What you should do:
Find the line containing "Wildlife-tally request: point out every instance of the tree in" in the material below; copy that line and all following lines exactly.

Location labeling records
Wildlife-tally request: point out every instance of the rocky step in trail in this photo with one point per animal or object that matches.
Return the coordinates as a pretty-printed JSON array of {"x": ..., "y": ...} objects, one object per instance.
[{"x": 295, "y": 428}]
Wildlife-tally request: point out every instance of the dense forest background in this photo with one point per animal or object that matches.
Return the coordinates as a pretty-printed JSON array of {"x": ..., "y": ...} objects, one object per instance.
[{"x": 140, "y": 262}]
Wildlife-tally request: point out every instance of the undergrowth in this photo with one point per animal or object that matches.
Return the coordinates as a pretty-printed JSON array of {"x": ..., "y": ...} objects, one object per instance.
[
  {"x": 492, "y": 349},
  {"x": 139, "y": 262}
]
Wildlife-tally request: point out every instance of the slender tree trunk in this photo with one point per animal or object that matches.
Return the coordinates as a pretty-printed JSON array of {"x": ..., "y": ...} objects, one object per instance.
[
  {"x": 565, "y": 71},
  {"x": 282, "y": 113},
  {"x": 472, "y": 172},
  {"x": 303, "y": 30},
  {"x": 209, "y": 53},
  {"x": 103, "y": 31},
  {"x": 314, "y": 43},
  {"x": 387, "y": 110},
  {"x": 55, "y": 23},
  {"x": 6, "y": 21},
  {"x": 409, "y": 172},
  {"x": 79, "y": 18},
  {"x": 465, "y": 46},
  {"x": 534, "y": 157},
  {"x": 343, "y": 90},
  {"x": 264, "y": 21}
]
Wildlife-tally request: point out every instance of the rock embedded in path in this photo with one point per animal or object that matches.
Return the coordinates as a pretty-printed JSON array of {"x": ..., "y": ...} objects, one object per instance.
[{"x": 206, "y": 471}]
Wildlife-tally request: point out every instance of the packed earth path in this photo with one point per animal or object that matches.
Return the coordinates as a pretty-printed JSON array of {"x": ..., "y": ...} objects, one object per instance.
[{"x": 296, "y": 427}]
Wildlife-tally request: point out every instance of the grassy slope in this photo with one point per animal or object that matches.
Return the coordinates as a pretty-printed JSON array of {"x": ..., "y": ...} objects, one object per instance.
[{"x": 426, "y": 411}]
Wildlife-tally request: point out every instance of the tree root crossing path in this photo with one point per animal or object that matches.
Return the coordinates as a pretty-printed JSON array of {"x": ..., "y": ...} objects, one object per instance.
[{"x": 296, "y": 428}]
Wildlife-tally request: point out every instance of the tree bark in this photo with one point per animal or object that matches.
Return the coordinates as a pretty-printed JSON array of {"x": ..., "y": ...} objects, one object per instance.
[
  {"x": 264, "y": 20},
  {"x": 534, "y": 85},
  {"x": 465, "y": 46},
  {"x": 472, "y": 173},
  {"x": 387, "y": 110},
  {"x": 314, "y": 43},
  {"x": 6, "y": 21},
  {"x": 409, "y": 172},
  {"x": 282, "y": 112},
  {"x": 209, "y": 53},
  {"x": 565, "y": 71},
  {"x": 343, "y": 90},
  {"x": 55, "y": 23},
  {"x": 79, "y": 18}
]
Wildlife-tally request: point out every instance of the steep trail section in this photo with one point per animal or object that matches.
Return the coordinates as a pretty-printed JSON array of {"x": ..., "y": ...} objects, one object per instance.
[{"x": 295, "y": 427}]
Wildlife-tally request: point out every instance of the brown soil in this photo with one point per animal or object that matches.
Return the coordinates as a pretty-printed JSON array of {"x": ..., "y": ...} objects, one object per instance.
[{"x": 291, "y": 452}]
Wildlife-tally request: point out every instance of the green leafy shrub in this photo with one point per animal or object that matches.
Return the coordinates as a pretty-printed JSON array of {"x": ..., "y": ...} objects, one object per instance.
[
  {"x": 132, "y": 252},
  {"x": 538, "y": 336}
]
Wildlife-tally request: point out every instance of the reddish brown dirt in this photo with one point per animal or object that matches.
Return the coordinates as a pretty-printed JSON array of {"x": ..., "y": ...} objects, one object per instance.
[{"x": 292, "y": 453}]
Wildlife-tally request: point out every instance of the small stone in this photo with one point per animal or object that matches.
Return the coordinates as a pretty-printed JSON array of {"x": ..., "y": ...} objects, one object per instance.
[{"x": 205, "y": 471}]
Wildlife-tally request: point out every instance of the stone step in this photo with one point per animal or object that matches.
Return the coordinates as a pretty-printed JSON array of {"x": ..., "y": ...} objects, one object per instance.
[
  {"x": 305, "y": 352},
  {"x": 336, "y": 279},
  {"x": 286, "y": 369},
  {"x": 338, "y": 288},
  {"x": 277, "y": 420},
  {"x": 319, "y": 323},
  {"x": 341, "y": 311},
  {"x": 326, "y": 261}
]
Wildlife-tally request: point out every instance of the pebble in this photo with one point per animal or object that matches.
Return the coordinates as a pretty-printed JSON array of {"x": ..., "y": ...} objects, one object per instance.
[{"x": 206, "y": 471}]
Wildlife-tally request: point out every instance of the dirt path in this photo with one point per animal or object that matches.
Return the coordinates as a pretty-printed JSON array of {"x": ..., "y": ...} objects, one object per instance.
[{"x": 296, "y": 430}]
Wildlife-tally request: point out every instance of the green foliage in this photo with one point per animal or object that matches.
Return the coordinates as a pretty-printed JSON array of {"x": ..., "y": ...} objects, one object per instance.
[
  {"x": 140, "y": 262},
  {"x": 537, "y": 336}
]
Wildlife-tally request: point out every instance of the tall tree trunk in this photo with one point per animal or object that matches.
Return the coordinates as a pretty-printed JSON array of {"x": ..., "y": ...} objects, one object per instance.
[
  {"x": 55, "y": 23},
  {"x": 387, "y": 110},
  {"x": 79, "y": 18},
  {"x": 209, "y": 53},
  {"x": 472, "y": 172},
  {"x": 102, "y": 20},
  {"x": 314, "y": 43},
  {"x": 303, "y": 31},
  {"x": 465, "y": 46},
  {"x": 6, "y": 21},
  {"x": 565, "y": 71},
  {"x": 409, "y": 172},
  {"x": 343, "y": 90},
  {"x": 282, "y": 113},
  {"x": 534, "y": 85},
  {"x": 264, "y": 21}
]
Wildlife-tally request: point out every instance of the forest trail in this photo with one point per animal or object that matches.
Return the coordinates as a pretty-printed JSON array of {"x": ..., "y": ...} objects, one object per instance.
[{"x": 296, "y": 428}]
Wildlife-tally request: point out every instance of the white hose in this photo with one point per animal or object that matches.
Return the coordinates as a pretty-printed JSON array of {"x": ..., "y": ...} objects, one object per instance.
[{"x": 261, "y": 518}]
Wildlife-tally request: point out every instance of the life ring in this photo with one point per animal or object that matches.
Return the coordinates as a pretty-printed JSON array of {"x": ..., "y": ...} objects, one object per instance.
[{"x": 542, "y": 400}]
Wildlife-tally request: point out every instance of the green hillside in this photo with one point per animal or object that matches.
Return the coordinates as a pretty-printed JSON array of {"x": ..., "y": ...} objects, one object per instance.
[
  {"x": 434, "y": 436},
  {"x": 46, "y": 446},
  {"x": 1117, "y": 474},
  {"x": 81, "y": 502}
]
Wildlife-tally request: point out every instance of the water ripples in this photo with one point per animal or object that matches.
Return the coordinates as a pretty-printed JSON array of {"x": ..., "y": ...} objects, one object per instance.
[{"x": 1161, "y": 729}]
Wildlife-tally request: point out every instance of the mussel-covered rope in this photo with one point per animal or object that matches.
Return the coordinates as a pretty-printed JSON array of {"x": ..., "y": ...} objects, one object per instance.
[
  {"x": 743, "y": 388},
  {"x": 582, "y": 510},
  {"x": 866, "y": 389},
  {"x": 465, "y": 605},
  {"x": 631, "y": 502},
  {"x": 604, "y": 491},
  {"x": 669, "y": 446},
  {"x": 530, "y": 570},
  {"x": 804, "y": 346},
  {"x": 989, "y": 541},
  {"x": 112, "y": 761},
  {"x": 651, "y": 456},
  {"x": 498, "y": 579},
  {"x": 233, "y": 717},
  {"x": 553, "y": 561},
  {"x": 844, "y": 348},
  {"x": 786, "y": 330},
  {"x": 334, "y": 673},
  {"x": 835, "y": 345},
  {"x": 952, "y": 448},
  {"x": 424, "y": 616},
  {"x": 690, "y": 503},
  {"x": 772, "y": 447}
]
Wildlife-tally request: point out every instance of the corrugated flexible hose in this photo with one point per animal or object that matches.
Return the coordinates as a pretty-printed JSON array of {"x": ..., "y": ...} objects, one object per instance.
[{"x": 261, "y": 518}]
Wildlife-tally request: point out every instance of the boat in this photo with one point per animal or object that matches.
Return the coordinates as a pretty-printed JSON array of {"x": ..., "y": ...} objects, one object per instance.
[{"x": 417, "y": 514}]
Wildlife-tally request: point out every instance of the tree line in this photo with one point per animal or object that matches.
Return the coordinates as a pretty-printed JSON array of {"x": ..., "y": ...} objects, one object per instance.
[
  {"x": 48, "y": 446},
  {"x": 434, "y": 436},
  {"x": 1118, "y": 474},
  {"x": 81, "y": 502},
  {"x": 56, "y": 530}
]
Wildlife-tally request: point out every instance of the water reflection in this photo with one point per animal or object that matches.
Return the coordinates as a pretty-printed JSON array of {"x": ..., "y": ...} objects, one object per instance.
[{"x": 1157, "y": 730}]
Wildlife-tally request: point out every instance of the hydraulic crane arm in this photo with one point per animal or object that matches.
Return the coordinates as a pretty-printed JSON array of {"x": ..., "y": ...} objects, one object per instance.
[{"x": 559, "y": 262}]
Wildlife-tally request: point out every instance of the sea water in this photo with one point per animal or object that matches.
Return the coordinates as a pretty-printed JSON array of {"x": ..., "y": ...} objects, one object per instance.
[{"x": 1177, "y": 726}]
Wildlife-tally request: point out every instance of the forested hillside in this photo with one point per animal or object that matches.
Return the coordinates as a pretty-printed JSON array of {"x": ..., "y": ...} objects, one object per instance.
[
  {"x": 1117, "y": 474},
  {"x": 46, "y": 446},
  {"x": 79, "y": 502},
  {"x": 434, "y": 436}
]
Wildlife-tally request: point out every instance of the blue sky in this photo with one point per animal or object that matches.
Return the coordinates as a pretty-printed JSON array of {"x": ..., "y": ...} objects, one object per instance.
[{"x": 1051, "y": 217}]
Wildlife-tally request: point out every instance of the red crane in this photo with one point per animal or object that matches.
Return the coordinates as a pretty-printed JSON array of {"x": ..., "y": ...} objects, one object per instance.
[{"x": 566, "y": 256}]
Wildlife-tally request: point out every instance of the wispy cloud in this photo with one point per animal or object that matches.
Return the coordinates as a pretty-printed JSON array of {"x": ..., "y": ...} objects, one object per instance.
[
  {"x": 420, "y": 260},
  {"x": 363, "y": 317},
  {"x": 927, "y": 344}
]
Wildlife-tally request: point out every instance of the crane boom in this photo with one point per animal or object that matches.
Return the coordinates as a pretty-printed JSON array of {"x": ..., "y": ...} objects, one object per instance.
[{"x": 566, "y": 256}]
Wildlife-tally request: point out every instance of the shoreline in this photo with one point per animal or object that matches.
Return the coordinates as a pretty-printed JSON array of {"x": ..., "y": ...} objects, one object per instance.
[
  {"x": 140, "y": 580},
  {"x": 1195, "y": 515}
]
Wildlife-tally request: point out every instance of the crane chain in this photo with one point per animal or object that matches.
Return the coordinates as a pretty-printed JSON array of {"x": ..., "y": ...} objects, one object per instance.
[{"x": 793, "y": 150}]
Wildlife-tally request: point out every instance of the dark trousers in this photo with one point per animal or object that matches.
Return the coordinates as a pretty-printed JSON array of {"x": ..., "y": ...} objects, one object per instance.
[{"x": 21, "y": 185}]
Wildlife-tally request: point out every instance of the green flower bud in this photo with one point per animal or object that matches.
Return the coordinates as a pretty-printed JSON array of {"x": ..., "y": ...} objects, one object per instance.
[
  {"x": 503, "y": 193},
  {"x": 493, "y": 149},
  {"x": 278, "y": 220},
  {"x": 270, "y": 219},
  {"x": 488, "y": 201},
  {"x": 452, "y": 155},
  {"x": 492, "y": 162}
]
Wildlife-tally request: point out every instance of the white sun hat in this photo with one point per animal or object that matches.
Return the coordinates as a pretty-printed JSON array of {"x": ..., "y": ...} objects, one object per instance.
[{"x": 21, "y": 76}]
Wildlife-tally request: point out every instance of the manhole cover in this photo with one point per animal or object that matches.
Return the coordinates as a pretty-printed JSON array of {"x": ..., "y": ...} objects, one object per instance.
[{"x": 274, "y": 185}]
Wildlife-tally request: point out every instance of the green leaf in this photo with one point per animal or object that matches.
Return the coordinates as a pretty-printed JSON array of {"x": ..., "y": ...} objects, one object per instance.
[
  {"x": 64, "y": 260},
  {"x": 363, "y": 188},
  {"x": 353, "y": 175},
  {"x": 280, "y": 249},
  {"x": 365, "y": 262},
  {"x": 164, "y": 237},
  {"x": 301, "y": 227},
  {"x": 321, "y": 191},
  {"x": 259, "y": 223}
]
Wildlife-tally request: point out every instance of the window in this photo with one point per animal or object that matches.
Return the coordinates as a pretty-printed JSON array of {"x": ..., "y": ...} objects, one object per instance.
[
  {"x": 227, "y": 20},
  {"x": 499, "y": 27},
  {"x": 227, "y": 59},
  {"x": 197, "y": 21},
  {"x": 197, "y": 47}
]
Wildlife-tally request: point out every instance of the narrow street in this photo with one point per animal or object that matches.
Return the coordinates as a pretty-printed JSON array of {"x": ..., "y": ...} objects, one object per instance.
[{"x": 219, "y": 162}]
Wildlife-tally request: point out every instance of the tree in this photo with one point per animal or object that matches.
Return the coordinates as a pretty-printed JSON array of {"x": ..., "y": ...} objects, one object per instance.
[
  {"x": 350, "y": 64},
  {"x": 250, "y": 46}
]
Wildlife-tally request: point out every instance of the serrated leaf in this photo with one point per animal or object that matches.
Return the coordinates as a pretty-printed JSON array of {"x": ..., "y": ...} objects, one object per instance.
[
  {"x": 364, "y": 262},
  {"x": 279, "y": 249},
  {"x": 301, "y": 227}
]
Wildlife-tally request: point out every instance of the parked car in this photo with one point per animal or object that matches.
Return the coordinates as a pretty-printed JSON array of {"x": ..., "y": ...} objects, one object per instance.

Result below:
Wildlife-tally request: point out every instance of the tree in this photo with one point per animal or object that matches.
Return the coordinates as a pretty-printed JSON array of {"x": ..., "y": ...} objects, one object per instance.
[
  {"x": 350, "y": 64},
  {"x": 250, "y": 46}
]
Wildlife-tally request: point out every instance of the serrated leaf in this photo with one point per animal or object that matches.
Return the coordinates as a pretty-printed JSON array of {"x": ..., "y": ...} objects, one object per instance.
[
  {"x": 364, "y": 262},
  {"x": 279, "y": 249},
  {"x": 301, "y": 227}
]
Wildlife-tally request: point out every instance of the parked car in this photo with one point per animal or object that matches.
Return the coordinates as a pretty-printed JSON array of {"x": ..., "y": ...} objects, one object per instance.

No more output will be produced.